▶ [Text provided]
Euclid - Online edition
Eucalyptus corticosa
Eucalyptus | Symphyomyrtus | Maidenaria | Triangulares | Acaciiformes
T: about 3 miles [5 km] east of Currant Mountain Gap, about 8 miles [13 km] east of Olinda, NSW, 9 Apr. 1955, L.A.S.Johnson s.n.; holo: NSW 50476; iso: K.
Bark rough on trunk, sometimes extending to small branches, fibrous, sometimes fissured and forming longitudinal slabs, sometimes tessellated in part, grey; smooth bark grey, grey-brown to pale orange.
Juvenile growth (coppice or field seedlings to 50 cm): stems round in cross-section; juvenile leaves opposite for 5 to 10 nodes, then alternate, shorly petiolate, narrow-oblong, dull, green.
Adult leaves alternate, petiole 0.8–2.1 cm long; blade lanceolate to falcate, 7–15 cm long, 0.9–2.2 cm wide, base tapering to petiole, concolorous, dull, green, side-veins greater than 45° to midrib, moderately to densely reticulate, intramarginal vein parallel to and just within margin, oil glands mostly island.
Inflorescence axillary unbranched, peduncles 0.2–0.6 cm long, buds 7 per umbel, pedicels 0.2–0.3 cm long. Mature buds ovoid to obovoid, 0.4–0.5 cm long, 0.3–0.4 cm wide, green to yellow, smooth, scar present, operculum conical to rounded, stamens irregularly flexed, anthers cuboid to oblong, versatile, dorsifixed, dehiscing by longitudinal slits (non-confluent), style long, stigma blunt, locules 3 or 4, the placentae each with 4 vertical ovule rows. Flowers white.
Fruit pedicellate (pedicels 0.1–0.3 cm long), cup-shaped or hemispherical, 0.3–0.5 cm long, 0.3–0.6 cm wide, disc raised-convex or -oblique, valves 3 or 4, near rim level.
Seeds brown, 1.5–2 mm long, ovoid or flattened-ovoid, lacunose, dorsal surface shallowly pitted, hilum ventral.
Cultivated seedlings (measured at ca node 10): cotyledons bilobed; stems rounded in cross-section; leaves sessile to shortly petiolate, opposite for ca 5 nodes then alternate, linear to narrowly oblong, 4.5–5.5 cm long, 0.4–0.8 cm wide, base tapering, apex blunt or pointed, dull, green.

▶ [What you are asked to do]
Could you carry on the Eucalyptus corticosa description from its last line? You won't need any of the material.

▶ [The data]
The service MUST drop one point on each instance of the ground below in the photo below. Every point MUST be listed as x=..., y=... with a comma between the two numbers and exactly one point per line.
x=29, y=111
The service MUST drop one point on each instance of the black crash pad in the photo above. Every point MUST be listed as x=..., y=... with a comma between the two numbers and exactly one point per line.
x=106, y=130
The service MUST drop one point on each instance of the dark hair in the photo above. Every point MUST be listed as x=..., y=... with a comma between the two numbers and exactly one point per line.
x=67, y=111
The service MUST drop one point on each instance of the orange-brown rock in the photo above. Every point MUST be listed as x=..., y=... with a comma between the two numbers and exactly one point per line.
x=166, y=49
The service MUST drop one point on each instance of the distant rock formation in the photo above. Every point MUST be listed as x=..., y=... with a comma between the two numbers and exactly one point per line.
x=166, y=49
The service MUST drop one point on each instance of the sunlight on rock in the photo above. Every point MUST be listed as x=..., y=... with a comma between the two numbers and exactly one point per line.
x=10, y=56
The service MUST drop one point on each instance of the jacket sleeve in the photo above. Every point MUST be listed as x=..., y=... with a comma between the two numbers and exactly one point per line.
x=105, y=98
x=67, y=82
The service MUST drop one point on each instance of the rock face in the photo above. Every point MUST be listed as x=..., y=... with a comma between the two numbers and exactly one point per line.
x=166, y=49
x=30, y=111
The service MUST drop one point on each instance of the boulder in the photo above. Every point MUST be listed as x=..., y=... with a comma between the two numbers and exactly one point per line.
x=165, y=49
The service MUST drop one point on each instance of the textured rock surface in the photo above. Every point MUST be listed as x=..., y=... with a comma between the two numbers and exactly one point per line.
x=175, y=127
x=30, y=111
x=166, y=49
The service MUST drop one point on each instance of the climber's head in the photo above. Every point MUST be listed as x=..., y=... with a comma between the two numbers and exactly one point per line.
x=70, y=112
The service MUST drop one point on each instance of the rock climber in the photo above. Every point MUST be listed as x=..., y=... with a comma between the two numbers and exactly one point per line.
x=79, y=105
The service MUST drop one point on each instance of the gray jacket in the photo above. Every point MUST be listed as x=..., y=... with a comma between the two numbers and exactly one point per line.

▶ [Answer box]
Flowering has been recorded in June.
A small tree restricted to the lower stony slopes of one valley east of Rylstone on the Central Western Slopes of New South Wales, on sandstone-derived soil.
Being rough-barked, with dull, acuminate leaves and seven buds per inflorescence, E. corticosa should not be confused with any other species in the area, particularly monocalypts which lack an operculum scar. The nearby E. camphora occurs in swamps and has elliptical to ovate adult leaves that are often emarginate.
Eucalyptus corticosa belongs Eucalyptus subgenus Symphyomyrtus section Maidenaria, a large group of species more or less restricted to south-eastern Australia, characterised by bilobed cotyledons, simple axillary inflorescences, buds with two opercula, stamens with versatile anthers and flattened seeds with a ventral hilum. Within this section E. corticosa and five other species form series Acaciiformes diagnosed by the rough bark, juvenile leaves that are soon alternate, glandular adult leaves, non-swampy habitat, and small, rather flat-topped fruit.
E. acaciiformis and E. nicholii are restricted to the Northern Tablelands of New South Wales and differ from E. corticosa in having smaller juvenile leaves and narrower adult leaves.
E. aromaphloia subsp. sabulosa, an endemic in western Victoria, is very close to E. corticosa and differs only marginally by having rough bark usually extending to the small branches.
E. aromaphloia subsp. aromaphloia, E. fulgens and E. ignorabilis also have largely Victorian distributions and have shorter, broader juvenile leaves than E. corticosa.